Furthermore, firms will most likely have a raft of data at their disposal which demonstrates their actual resilience posture. Whether this is information that is stored in static documents such as risk reports, service criticality assessments, or supplier agreements. Conversely, this could be data that is stored in systems of record such as a configuration management database, monitoring & alerting systems, or application delivery toolsets (e.g., Continuous integration, code analysis, infrastructure testing & compliance tooling). Furthermore, firms could be intrigued by integrating with 3rd party sources to track social media announcements, financial performance or ESG related data points of their suppliers.

As such, over the next passage of this blog we will start to explore how firms can combine higher-level managed services in AWS (e.g., PaaS solutions) with OpRes and other trusted sources. So that they can analyse data points that experience both low and high-frequency changes, in order to build a more complete view of their operational resilience posture. Let's start firstly with the data points that experience the least amount of change. For example, supplier contracts or internal risk assessments. Indeed, getting access to these types of datasets can be a challenge. Yet they are intrinsic for setting operational resilience baselines for your firm's important business services service level targets.

Harnessing Hard to Reach Data with Artificial Intelligence

In order to move fast and build scalable, dynamic operational resilience solutions at speed. Our reference architectures will wherever possible, make use of PaaS offerings made available by AWS. By using PaaS services, our end-to-end solution limits the need for organisations to manage the underlying infrastructure (usually hardware and operating systems) and will enable them to focus on the oversight and governance of their resilience frameworks.

**Information provided**

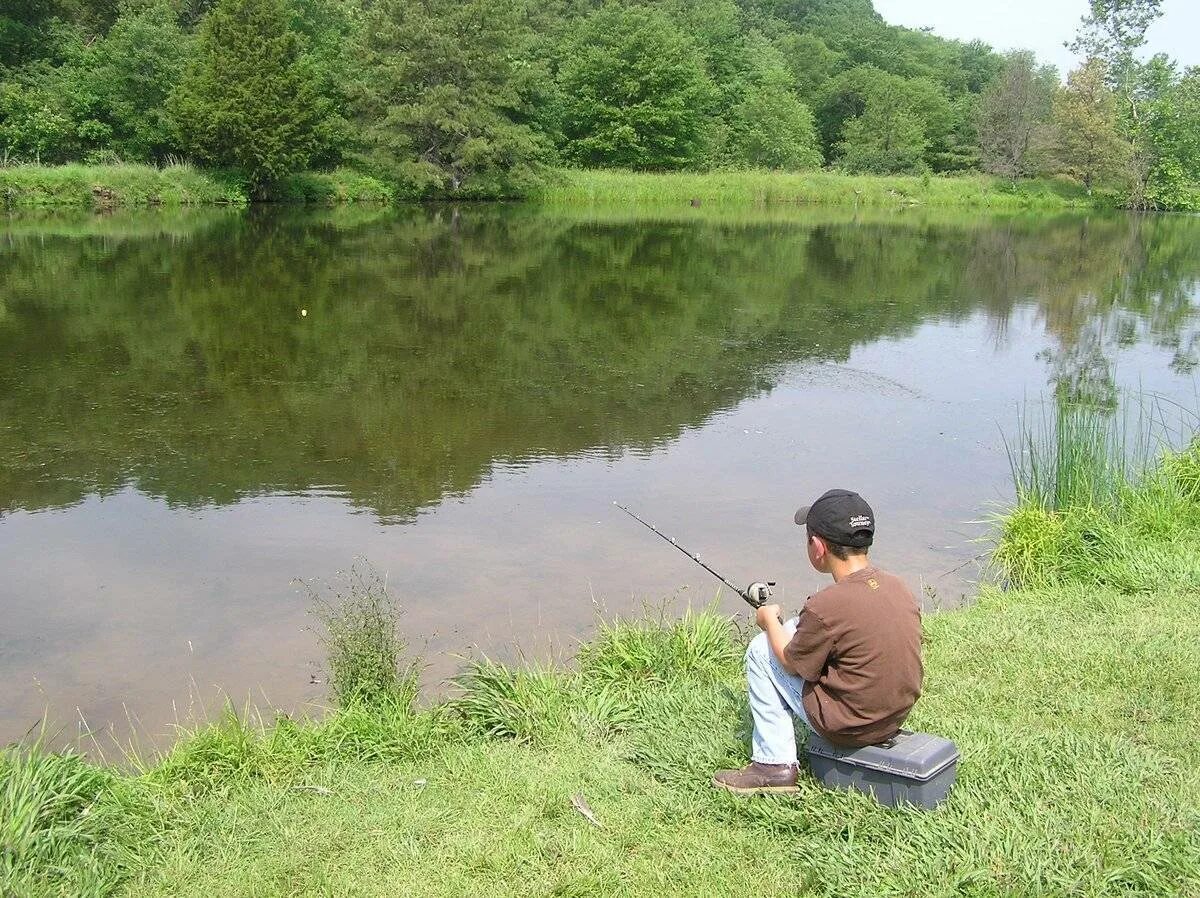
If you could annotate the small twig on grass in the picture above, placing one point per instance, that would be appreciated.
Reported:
(581, 804)
(318, 790)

**Exercise prompt**
Reproduce the part of the operational resilience passage starting with "Harnessing Hard to" and going on through "their resilience frameworks.". The data above stands apart from the passage on operational resilience.

**Response to this task**
Harnessing Hard to Reach Data with Artificial Intelligence

In order to move fast and build scalable, dynamic operational resilience solutions at speed. Our reference architectures will wherever possible, make use of PaaS offerings made available by AWS. By using PaaS services, our end-to-end solution limits the need for organisations to manage the underlying infrastructure (usually hardware and operating systems) and will enable them to focus on the oversight and governance of their resilience frameworks.